= Source document =
**********

I have reached a point past grovelling now. You have born witness to many apologies of mine, some great, some small, some medium. But of all the things to apologise for, this I feel is the most severe, the most urgent and also the most pressing. Dig it, check it. I’m sorry I still have a little beat in my system from the Jack Kerouac and Diet Coke yesterday, so please allow this cat to meander into free prose and return.
I was shocked yesterday as I sat at work, not shocked by the state of the world or by the passage of time, but by the rudest of all shocks, the one that comes from inside. I felt an odd rubbery feeling on my face. People who passed by me recoiled in terror. I could not understand exactly what was taking place, dig? What is it? I asked and stood and jumped and demanded and waited and persisted with longing with my thoughts open and begging and hoping to one day understand why I connected so many things with the word ‘and’.
I digress, I apologise. What had happened was that I found myself smiling. While working! I was incensed by my own wretched expressions and flung myself down a flight of stairs to repent. As I lay at the bottom of the flight of stairs a horrifying realisation came to me. I was fulfilled.
I know this is the basest of all emotions. You have told me repeatedly that disdain is the only way that one’s job is to be dealt with but I am ashamed to say that participating in honest work to receive payment is somehow fine with me.
Please understand I am not trying to hurt you. I am hurt myself. I know I am supposed to sullenly gather with my friends and complain over the weekend about how terrible everything is, but I have recently found myself unable to do that. You see the reason I am able to drink with my friends is the money I receive from my job that I do.
Blood Money. I know you have told me that there is nothing worse than being a slave to the machine. I do apologise again, but I seem to have enough time to do all the things that I like after I get home from work or in the evening. Sometimes I like to watch TV and read and ponder and think and open a book written in the thirties and marvel and jump in glee as I wonder and suppose and assume and try to understand why people had to use so many conjunctions and why it sounds so fucking cool to do it.
I apologise for being a corporate slave. You know how I am envious of you, you do what you like, go where you please, wake up and sleep at whatever time you like. You are beyond control or being contained, you are your own boss. But I have a salary. It’s pretty great. I could venture out on my own and be my own boss, but what I’m bothered about is being my own employee. I feel like I won’t be harsh enough on myself and my company of just me may not prosper.

**********

= Given data =
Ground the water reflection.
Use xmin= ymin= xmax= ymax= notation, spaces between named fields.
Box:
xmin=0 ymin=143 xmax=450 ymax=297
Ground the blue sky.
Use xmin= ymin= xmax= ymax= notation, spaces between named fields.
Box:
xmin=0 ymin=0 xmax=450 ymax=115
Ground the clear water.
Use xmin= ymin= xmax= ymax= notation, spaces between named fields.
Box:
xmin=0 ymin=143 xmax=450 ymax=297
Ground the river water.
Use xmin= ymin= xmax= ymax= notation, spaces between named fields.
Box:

**********

= Direction 1 =
Answer these questions about the apology letter.
(a) What two things from yesterday does the writer say left a little beat in their system?
(b) What realization came to the writer while lying at the bottom of the stairs?
(c) What does the writer say makes it possible to drink with friends?
= Direction 2 =
Write out the stretch of the apology letter from "Blood Money. I" through "cool to do it.".

= Output 1 =
(a) Jack Kerouac and Diet Coke.
(b) The writer realized they were fulfilled.
(c) The money the writer receives from their job.

= Output 2 =
Blood Money. I know you have told me that there is nothing worse than being a slave to the machine. I do apologise again, but I seem to have enough time to do all the things that I like after I get home from work or in the evening. Sometimes I like to watch TV and read and ponder and think and open a book written in the thirties and marvel and jump in glee as I wonder and suppose and assume and try to understand why people had to use so many conjunctions and why it sounds so fucking cool to do it.